▶ [Written instruction 1]: Return every line of the records below that contains the string "plant". Matching is case-sensitive.

▶ [Quoted text]:
>>>>

A massive star that exploded in the Pinwheel Galaxy in May appears to have unexpectedly lost approximately one sun’s worth of ejected mass during the final years of its life before going supernova, new observations have shown. This discovery reveals more about the enigmatic end days of massive stars.
On the night of May 19, Japanese amateur astronomer Kōichi Itagaki was conducting his regular supernova sweep using telescopes based in three remote observatories dotted around the country. They were located, for instance, in Yamagata, Okayama and on the island of Shikoku.
Amateur astronomers have a long history of discovering exploding stars before the professionals spot them: Itagaki has raked in over 170, just beating out UK amateur astronomer Tom Boles’ tally of more than 150. When Itagaki spotted the light of SN 2023ixf, however, he immediately knew he’d found something special. That’s because this star had exploded in the nearby Pinwheel Galaxy (Messier 101), which is just 20 million light-years away in the constellation of Ursa Major, the Great Bear. Cosmically speaking, that’s pretty close.
Related: See new supernova shine bright in stunning Pinwheel Galaxy photo
Soon enough, amateur astronomers around the world started gazing at SN 2023ixf because the Pinwheel in general is a popular galaxy to observe. However, haste is key when it comes to supernova observations: Astronomers are keen to understand exactly what is happening in the moments immediately after a star goes supernova. Yet all too often, a supernova is spotted several days after the explosion took place, so they don’t get to see its earliest stages.
Considering how close, relatively speaking, SN 2023ixf was to us and how early it was identified, it was a prime candidate for close study.
Itagaki sprang into action.
“I received an urgent e-mail from Kōichi Itagaki as soon as he discovered SN 2023ixf,” said postgraduate student Daichi Hiramatsu of the Harvard–Smithsonian Center for Astrophysics (CfA) in a statement.
The race to decode a supernova
Alerted to the supernova, Hiramatsu and colleagues immediately followed-up with several professional telescopes at their disposal including the 6.5-meter Multi Mirror Telescope (MMT) at the Fred Lawrence Whipple Observatory on Mount Hopkins in Arizona. They measured the supernova’s light spectrum, and how that light changed over the coming days and weeks. When plotted on a graph, this kind of data forms a “light curve.”

<<<<

▶ [Records supplied]:
>>>>

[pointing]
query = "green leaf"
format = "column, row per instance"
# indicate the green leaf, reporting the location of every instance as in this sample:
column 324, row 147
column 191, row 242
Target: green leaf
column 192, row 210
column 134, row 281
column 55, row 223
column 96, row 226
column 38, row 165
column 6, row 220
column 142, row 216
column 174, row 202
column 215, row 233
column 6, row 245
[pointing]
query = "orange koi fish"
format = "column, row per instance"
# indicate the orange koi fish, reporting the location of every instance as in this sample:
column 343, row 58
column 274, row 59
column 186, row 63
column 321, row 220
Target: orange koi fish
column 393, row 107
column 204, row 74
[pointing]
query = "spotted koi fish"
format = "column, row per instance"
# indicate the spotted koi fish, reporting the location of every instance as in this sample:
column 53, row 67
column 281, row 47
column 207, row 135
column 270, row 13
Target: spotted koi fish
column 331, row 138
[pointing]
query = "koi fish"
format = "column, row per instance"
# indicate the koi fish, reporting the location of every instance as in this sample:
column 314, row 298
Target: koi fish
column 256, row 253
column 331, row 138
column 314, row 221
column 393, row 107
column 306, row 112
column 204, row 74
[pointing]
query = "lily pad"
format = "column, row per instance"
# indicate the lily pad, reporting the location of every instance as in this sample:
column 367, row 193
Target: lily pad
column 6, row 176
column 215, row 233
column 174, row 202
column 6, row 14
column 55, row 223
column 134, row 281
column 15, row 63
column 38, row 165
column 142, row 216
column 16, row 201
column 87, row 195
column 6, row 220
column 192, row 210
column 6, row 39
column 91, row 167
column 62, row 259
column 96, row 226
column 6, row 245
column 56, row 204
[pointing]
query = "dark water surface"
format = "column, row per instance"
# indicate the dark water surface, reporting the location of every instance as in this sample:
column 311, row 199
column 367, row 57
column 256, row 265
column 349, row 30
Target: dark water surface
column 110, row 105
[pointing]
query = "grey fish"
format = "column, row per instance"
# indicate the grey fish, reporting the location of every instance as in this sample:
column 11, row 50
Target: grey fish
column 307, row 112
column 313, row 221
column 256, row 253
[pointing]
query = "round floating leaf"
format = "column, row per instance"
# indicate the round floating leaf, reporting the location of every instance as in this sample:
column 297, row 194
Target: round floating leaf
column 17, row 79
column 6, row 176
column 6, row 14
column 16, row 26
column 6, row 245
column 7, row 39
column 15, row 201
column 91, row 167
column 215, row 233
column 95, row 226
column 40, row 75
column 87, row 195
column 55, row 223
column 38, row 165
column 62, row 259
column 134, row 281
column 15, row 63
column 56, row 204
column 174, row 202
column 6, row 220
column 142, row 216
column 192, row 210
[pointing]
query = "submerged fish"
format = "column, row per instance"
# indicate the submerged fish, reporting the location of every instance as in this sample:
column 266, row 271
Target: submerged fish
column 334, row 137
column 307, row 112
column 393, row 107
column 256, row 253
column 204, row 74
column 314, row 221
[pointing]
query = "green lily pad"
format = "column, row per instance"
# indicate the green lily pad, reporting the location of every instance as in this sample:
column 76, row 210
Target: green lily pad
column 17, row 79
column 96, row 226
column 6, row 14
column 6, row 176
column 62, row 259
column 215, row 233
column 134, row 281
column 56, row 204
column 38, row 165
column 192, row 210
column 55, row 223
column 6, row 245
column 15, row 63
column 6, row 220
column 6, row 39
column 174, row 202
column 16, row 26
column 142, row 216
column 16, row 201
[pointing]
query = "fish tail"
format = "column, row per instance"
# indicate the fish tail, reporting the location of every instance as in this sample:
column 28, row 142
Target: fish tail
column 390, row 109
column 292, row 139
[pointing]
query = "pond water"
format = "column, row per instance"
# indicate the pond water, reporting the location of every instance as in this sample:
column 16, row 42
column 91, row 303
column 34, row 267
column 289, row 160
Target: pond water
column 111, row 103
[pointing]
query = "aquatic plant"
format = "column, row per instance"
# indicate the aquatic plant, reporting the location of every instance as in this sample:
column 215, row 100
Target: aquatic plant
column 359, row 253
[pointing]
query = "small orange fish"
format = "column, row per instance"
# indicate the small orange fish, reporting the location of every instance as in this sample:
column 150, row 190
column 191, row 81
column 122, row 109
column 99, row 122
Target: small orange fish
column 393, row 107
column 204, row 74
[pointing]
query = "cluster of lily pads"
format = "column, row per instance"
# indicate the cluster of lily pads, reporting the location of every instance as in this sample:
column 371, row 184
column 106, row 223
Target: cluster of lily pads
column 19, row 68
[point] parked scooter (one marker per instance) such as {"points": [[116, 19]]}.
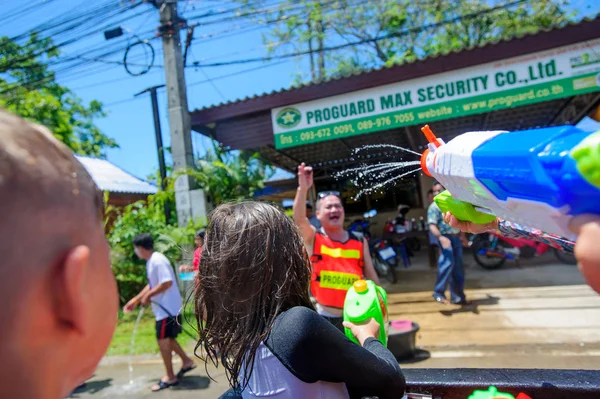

<<<<

▶ [Written instruction 2]: In the supernova article, which places in Japan are given as locations of Itagaki's observatories?

▶ [Final answer 1]:
query = "aquatic plant"
# indicate the aquatic plant, reporting the location of every instance as in this sample:
Target: aquatic plant

▶ [Final answer 2]: Yamagata, Okayama, and the island of Shikoku.